* What is required: Would you please output the lines from the one holding "Query: hillside" to the end of the entries, exactly and with no others?

─── Records for the exercise ───

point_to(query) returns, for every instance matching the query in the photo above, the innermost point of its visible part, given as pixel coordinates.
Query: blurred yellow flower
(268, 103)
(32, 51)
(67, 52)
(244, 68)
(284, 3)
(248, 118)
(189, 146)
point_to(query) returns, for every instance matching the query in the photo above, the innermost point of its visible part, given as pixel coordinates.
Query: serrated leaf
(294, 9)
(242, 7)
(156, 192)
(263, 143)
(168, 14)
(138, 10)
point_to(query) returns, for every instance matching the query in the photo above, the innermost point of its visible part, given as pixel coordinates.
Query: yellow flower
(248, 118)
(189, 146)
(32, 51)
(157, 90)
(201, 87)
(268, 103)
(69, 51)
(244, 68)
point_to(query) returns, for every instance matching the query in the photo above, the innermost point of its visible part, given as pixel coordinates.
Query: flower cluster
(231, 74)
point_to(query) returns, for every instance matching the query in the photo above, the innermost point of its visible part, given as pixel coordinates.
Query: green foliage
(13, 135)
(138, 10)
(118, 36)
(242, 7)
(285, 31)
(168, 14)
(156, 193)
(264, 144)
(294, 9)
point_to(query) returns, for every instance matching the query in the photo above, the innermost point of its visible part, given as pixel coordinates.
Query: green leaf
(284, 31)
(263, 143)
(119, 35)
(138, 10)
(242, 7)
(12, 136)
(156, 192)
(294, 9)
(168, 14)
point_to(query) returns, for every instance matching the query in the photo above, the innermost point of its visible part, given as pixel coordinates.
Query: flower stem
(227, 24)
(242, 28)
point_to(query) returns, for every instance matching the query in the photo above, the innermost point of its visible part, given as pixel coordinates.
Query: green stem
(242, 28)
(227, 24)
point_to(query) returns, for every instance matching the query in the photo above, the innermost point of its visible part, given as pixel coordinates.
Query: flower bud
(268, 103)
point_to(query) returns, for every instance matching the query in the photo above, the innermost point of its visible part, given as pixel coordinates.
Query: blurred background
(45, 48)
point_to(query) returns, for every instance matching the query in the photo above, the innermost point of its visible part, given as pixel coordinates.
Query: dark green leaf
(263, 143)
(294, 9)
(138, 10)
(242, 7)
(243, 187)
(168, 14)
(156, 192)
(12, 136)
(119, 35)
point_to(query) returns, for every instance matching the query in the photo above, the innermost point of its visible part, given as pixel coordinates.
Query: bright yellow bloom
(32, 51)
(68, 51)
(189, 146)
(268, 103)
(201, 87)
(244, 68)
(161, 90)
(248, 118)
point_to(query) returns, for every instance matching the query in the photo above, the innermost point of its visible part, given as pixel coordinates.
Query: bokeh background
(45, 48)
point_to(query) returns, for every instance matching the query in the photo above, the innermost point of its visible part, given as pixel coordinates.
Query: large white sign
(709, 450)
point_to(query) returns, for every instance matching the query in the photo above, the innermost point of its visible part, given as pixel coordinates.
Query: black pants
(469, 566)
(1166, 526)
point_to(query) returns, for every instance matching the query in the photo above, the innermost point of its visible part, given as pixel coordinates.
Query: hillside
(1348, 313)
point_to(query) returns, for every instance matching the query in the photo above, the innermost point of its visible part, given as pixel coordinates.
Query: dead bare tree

───

* Reply:
Query: hillside
(1348, 313)
point_to(query) returns, for every instance matching the query in the photo above, the innermost point of its visible part, given as pixel coordinates.
Query: dead bare tree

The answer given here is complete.